#### REQUIRED ACTION:
Every line below that has the string "blue" needs to be copied.

◇ ◇ ◇ ◇ ◇

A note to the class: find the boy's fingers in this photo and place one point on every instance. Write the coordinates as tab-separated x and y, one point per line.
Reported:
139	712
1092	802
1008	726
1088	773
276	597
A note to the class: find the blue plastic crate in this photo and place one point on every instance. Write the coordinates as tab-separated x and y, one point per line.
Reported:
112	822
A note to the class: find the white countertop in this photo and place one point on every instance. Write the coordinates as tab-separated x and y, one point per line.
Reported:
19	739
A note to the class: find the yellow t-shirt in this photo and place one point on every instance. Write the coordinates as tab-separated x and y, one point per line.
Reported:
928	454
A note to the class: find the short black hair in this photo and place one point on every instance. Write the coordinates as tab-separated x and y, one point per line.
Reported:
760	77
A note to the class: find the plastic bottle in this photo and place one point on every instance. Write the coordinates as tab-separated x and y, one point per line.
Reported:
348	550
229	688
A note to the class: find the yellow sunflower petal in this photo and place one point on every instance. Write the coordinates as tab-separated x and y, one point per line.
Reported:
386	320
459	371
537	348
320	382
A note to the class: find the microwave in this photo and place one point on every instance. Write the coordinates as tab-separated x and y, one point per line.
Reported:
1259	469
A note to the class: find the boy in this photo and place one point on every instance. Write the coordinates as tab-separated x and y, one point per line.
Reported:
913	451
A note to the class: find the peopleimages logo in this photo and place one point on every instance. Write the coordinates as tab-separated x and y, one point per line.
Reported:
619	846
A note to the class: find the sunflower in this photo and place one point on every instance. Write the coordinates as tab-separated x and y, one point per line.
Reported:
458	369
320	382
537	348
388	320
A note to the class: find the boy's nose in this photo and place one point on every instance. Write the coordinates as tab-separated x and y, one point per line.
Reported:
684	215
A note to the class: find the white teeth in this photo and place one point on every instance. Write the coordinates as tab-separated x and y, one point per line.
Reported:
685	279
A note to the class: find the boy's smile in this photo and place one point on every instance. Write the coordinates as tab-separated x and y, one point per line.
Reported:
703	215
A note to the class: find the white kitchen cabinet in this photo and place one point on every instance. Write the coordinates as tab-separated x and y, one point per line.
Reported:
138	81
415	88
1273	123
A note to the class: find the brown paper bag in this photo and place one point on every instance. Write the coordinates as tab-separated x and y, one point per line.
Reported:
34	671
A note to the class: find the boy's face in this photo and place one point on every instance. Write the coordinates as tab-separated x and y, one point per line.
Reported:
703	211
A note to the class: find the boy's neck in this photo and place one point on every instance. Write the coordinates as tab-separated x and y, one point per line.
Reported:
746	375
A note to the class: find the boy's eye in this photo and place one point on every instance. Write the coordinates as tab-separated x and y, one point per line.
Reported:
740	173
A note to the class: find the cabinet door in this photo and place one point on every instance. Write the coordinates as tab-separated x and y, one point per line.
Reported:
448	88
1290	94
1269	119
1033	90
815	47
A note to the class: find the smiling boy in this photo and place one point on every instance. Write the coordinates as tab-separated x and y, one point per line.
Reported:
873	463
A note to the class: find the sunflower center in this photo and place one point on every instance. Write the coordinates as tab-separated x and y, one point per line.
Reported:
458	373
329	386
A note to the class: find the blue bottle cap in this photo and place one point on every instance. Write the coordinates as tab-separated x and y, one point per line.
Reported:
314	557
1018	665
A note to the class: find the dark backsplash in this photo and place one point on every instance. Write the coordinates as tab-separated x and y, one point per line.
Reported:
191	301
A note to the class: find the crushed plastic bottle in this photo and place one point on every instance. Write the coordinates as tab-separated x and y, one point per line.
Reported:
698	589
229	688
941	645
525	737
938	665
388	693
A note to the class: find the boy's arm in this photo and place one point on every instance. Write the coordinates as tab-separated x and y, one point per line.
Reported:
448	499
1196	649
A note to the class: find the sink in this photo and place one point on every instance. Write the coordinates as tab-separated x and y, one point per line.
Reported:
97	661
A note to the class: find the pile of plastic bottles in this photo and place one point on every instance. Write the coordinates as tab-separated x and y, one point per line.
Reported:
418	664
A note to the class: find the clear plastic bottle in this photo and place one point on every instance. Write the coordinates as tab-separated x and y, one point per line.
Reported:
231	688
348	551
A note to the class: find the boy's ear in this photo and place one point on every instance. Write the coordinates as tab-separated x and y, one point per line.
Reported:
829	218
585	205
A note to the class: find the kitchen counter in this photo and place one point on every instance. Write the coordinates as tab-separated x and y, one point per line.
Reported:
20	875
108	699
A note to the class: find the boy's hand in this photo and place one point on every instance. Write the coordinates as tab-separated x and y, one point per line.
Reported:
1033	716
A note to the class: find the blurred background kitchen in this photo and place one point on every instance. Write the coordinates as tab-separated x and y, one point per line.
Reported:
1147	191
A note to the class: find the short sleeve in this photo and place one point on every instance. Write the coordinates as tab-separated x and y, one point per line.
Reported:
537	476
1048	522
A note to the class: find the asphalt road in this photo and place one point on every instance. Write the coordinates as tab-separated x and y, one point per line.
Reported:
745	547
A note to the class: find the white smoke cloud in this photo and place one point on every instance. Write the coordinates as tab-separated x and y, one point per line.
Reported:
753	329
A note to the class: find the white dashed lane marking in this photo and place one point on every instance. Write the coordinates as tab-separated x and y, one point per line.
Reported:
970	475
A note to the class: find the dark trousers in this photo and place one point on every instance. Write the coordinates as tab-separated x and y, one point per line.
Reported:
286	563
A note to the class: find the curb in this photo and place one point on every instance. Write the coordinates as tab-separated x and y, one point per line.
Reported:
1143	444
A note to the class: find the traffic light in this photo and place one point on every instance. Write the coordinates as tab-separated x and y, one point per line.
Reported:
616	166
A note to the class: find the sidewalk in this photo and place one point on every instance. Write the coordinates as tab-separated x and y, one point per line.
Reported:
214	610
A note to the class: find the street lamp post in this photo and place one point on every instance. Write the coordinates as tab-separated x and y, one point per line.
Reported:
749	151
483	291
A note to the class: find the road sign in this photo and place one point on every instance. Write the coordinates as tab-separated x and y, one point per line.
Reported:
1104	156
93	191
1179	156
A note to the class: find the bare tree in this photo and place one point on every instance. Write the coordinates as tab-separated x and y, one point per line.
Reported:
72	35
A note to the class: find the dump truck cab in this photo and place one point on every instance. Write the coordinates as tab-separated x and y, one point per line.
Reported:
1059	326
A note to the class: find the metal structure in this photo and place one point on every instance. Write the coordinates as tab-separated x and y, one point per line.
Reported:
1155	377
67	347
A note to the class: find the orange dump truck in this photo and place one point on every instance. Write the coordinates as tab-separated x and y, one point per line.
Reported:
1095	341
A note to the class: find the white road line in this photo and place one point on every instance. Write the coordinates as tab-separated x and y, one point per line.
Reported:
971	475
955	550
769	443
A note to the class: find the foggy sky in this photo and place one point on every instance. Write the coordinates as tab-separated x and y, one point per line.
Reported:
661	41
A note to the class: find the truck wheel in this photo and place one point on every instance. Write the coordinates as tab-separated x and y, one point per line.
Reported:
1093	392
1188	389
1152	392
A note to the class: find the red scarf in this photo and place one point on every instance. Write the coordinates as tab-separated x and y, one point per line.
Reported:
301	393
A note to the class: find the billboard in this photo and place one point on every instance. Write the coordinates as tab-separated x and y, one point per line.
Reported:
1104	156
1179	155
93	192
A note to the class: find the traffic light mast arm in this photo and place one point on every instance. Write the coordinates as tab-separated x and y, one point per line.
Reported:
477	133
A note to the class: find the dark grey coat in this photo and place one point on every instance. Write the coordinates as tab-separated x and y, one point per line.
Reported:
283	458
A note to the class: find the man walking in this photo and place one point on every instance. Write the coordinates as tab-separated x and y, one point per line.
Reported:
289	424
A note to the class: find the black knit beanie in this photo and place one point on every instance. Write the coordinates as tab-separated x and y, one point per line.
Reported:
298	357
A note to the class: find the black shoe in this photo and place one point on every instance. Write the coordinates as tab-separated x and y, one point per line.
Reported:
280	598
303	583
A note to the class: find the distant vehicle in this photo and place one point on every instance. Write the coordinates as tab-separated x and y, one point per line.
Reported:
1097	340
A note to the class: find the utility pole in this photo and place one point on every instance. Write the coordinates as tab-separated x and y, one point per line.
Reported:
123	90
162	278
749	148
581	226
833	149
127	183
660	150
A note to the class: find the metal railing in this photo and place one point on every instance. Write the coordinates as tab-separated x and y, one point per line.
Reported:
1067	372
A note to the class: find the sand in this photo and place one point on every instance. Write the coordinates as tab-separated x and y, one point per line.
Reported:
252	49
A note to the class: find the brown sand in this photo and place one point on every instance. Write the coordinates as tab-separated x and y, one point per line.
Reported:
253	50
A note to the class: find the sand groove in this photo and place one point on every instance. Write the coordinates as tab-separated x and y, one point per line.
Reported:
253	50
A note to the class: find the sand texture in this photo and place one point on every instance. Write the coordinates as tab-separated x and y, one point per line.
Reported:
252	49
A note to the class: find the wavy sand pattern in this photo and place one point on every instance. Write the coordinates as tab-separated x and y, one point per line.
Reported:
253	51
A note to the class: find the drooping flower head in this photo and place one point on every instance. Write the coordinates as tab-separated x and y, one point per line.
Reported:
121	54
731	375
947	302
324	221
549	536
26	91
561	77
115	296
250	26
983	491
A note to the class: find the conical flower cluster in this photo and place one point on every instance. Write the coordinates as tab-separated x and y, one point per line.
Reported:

◇ ◇ ◇ ◇ ◇

#### RESPONSE AREA:
A note to the class: find the blue plastic crate in this photo and place one point on every instance. Write the coordinates as tab-separated x and y, one point per line.
A note to the class: find the blue bottle cap in this photo and place one point on every instance. Write the coordinates as tab-separated x and y, one point per line.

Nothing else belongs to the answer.